Exercise set.
1 – Answer these questions using the excerpt about asylum reception centers and Mohammed Traore's case, one answer per line:
(a) During the trial against the management of which reception center did an employee admit that guests' signatures were forged?
(b) When was Mohammed Traore released from prison?
(c) What language does Traore speak?
2 – Write the next part of the excerpt about asylum reception centers and Mohammed Traore's case, starting right after its last sentence.

These huge reception centres for asylum seekers are today at the centre of multiple judicial inquiries, and  several cases of mismanagement are finally emerging. For example, during the trial against the management of the Cona Reception Centre, one of the employees has candidly admitted under oath that the signatures of the guests (which formed the basis to receive public funds) were routinely forged. News of inspection visits were leaked days in advance to prevent troubles. On the other hand, visits by independent observers were continuously hindered. 

 

 Mohammed Traore was released from prison at the end of June 2021, thanks to the intervention of the legal representative of Mande Association of Naples, which promotes social inclusion. 

Traore is defended by lawyer Martina Pinciroli, who offers her insights: 

 

"At the end of May 2021 the defendant appointed me as his lawyer while he was still in prison. The first interviews were a failure because the man, who comes from Mali, speaks only his native dialect (bambara), and was helped only by men from English-speaking countries, such as Gambia and Nigeria. His cellmates confirmed his sense of bewilderment. The court papers served to him were all in Italian, and the hearings held up to that point had been conducted without the assistance of an interpreter.

Thanks to a network of volunteers, we found a very good cultural mediator who, at my request, was authorized to enter the prison and allowed me to hold a conversation with my client. I explained him the charges held against him, and asked him to reconstruct what happened in those days inside the Caserma Serena, and, in general. throughout the period of Covid restrictions and limitations.

Material provided.
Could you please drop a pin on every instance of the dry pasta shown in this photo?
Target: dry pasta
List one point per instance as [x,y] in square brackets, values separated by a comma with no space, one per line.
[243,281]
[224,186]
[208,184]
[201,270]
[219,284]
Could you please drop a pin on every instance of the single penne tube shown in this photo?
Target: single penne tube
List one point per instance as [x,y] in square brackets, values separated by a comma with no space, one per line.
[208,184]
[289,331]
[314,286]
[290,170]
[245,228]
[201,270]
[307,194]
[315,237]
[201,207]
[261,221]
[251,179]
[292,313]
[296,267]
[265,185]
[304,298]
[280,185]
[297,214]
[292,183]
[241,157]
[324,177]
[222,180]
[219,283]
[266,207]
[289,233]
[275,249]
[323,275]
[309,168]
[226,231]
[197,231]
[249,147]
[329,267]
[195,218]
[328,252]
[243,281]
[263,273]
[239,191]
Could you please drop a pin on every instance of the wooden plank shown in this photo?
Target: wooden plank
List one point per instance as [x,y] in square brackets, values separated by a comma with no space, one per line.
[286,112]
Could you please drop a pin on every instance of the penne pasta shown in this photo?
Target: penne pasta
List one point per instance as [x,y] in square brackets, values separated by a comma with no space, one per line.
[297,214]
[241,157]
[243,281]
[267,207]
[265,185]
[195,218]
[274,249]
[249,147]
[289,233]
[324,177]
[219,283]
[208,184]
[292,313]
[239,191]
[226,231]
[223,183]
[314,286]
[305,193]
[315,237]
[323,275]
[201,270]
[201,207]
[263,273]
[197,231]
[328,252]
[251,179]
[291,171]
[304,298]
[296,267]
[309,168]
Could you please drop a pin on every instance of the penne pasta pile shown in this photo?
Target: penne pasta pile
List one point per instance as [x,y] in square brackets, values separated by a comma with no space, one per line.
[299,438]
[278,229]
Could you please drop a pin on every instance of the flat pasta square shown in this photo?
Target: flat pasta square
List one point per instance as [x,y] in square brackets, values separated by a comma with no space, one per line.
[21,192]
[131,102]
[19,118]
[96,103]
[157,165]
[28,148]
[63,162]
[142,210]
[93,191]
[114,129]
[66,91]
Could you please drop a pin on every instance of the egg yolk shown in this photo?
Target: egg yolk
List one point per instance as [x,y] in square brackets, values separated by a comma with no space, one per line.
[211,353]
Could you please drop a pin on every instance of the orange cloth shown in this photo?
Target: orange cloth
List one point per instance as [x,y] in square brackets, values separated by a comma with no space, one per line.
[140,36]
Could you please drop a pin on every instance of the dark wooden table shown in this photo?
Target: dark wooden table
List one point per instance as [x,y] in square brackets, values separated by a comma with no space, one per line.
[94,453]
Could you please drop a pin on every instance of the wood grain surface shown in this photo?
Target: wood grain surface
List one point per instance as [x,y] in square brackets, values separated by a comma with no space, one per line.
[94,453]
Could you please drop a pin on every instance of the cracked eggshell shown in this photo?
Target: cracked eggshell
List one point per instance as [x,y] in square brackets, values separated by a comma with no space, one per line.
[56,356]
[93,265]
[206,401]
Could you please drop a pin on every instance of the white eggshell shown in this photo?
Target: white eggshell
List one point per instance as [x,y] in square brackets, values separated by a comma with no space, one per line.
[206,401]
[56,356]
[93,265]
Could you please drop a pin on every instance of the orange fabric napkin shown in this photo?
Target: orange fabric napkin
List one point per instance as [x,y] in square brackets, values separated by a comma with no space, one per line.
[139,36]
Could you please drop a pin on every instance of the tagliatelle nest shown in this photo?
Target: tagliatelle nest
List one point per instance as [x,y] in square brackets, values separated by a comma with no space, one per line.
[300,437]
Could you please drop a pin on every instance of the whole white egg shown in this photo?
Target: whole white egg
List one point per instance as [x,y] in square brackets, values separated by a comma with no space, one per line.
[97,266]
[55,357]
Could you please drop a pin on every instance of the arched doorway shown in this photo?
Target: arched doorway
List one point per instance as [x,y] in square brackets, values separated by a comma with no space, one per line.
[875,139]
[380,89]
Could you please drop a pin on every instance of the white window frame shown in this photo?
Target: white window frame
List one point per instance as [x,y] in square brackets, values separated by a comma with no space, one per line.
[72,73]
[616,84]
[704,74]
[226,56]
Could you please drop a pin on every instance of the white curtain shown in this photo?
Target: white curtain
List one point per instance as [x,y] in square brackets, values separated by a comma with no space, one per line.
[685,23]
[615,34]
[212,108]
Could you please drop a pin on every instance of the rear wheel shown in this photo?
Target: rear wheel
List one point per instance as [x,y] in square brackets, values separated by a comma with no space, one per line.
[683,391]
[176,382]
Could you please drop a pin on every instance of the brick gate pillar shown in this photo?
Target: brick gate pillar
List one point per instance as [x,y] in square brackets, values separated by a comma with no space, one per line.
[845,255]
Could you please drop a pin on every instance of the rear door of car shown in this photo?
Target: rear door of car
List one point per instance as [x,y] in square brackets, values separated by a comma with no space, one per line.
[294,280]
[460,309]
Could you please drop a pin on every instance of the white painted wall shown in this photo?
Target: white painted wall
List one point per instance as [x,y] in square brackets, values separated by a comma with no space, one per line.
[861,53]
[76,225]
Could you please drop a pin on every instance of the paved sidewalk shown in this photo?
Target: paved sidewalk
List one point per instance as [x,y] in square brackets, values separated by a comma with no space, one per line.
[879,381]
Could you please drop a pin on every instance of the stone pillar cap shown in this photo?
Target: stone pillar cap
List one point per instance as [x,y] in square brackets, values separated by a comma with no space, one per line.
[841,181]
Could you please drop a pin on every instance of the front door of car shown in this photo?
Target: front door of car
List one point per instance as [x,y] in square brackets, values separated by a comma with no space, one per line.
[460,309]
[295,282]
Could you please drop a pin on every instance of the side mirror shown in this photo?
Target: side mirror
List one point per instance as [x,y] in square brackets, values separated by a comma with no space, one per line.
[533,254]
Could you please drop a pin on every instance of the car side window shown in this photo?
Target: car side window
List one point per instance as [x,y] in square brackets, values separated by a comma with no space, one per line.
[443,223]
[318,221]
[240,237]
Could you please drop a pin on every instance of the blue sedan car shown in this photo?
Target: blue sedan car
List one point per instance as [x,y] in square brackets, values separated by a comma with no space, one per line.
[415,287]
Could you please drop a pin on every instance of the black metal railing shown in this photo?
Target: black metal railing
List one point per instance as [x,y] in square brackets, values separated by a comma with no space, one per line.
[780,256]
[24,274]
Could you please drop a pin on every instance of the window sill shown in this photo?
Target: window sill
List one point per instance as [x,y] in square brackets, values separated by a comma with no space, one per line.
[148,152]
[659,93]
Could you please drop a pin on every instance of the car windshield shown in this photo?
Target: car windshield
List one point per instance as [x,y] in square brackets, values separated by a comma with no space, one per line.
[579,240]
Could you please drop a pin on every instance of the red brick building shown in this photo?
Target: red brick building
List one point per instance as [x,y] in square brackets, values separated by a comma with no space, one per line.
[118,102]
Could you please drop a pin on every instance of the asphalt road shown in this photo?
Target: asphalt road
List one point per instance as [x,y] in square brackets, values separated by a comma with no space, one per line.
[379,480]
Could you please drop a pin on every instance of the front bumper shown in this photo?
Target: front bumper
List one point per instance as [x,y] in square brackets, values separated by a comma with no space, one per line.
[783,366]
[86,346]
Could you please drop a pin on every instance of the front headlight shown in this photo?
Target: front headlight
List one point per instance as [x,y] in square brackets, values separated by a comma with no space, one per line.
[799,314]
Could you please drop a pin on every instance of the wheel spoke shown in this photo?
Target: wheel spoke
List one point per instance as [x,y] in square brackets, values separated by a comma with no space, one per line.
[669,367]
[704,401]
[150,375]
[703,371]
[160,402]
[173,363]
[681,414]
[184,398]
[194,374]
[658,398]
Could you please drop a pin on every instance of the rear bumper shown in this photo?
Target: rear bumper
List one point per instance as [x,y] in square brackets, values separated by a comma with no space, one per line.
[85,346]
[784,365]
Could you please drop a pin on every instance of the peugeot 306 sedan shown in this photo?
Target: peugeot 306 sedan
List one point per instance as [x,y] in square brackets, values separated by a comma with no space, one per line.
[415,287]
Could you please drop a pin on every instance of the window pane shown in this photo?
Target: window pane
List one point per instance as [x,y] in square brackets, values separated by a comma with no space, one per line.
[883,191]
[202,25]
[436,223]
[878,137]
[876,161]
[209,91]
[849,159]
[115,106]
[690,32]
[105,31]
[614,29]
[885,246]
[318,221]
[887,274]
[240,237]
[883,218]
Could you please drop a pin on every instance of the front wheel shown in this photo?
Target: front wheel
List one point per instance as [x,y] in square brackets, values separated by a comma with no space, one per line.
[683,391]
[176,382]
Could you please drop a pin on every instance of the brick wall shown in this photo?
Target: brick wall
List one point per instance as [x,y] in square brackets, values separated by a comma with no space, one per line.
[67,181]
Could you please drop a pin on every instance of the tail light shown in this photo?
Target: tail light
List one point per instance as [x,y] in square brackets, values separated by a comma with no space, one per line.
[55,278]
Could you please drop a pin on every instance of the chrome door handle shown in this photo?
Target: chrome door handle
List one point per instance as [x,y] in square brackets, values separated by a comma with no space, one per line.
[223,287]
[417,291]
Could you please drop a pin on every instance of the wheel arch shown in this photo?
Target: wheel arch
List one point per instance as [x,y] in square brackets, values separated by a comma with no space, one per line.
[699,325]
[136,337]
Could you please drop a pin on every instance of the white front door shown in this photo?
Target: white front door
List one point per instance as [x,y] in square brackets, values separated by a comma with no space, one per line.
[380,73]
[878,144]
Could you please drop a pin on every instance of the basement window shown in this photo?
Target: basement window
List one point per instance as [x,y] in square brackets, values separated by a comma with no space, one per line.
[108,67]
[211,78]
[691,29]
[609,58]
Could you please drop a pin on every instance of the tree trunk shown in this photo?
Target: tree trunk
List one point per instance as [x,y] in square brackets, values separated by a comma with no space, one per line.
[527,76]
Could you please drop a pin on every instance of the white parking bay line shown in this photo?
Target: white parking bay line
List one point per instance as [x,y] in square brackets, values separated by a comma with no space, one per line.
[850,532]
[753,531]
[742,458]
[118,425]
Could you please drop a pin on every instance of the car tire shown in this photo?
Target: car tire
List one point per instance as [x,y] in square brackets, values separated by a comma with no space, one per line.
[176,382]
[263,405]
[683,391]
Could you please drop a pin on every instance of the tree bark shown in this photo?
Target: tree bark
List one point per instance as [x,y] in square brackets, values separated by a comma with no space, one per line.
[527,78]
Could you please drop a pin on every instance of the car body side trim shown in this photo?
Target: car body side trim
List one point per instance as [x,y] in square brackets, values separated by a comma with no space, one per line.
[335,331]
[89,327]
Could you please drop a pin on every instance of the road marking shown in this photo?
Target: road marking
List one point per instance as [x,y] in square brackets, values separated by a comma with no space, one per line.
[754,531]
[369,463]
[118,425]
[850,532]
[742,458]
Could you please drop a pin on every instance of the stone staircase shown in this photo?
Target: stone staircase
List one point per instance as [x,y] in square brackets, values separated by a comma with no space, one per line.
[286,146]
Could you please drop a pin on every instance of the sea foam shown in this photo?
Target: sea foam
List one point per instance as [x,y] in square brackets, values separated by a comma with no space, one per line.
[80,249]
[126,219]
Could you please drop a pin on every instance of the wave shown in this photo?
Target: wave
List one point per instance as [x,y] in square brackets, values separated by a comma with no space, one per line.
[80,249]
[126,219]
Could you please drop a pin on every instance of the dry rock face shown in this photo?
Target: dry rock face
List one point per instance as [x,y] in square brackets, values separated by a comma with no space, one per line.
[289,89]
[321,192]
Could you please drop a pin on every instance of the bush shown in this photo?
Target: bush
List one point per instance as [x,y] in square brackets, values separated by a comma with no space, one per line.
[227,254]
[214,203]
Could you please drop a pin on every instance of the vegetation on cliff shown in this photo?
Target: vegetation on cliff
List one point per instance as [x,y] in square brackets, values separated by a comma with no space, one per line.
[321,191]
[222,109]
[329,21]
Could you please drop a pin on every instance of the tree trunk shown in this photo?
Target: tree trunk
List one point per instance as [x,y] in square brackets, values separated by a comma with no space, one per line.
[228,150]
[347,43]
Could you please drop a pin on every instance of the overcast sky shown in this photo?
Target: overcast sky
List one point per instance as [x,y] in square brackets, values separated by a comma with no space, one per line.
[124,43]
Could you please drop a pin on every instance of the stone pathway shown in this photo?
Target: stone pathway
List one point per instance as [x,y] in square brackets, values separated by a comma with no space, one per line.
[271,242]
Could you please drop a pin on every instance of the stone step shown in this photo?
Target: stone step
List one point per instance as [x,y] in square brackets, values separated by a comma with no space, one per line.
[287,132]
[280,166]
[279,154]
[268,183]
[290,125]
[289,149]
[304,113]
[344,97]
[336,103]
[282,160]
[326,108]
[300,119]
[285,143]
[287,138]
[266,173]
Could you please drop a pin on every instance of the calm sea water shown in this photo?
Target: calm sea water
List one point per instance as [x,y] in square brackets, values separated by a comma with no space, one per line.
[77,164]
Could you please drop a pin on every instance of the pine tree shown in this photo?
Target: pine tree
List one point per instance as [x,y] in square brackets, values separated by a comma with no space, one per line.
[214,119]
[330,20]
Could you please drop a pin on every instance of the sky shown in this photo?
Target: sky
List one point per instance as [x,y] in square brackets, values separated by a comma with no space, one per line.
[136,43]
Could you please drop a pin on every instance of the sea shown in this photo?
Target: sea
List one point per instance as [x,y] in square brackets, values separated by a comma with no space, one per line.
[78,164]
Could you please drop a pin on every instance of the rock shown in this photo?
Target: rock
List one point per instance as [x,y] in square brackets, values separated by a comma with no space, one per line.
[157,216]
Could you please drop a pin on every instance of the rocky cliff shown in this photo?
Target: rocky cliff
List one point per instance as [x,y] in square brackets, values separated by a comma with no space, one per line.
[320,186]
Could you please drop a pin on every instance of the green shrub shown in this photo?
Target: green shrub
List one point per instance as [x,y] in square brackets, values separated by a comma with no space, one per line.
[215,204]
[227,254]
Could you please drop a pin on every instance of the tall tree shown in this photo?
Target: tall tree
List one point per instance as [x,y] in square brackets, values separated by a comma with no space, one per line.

Set of answers.
1 –
(a) The Cona Reception Centre.
(b) At the end of June 2021.
(c) Bambara, his native dialect.

2 –
We demonstrated to the court the lack of understanding of the documents hitherto served on him, not only in Italian but also in English and French, and managed to have them translated in bambara. In subsequent hearings, he will be assisted by an interpreter.

Mohammed is keen to follow the proceedings, although he lives in Naples, and thus faces a long journey each time to be present in court. He still does not understand why he has been imprisoned for almost a year, and placed under house arrest for another year, and is currently under an obligation to report to the police. Equally incomprehensible and unacceptable for him, is the prospect of returning to prison for a very long time if convicted.

The language issue is not a mere legal formality but, in our opinion, is at the very core of the facts, at least for a part of the guests of Caserma Serena, who had not been properly informed about the (disputable) need to lock the whole place down. Some of them, including Mohammed, did not understand the reasons for such a harsh decision, because the management did not have a sufficient number of cultural mediators in place, and those that were spoke only English or French.

The trial has found no violent conduct on the part of my client, and his role as “promoter” of the riot is inferred only from the fact that he allegedly communicated with fellow guests by waving his arms, a gesture that likened him to a “leader” in the eyes of some. These are, in fact, mere suppositions and extremely subjective perceptions by those who have examined video footage of the event, and not reports of eye-witnesses.

Mohammed explained that in those days he was extremely agitated and worried, because the lockdown of the centre prevented him from obtaining some medication he needed to take.

Some witnesses (on this point reports are contradictory) allegedly have seen him lock one of the gates with a bicycle chain, a circumstance Mohammed firmly denies.

We do not know how the trial will end, but the very fact that the last hearing will be held after more than 3 years from the event is a symptom of a justice system that does not work properly and of a national reception system that has certainly not improved even in the face of what happened."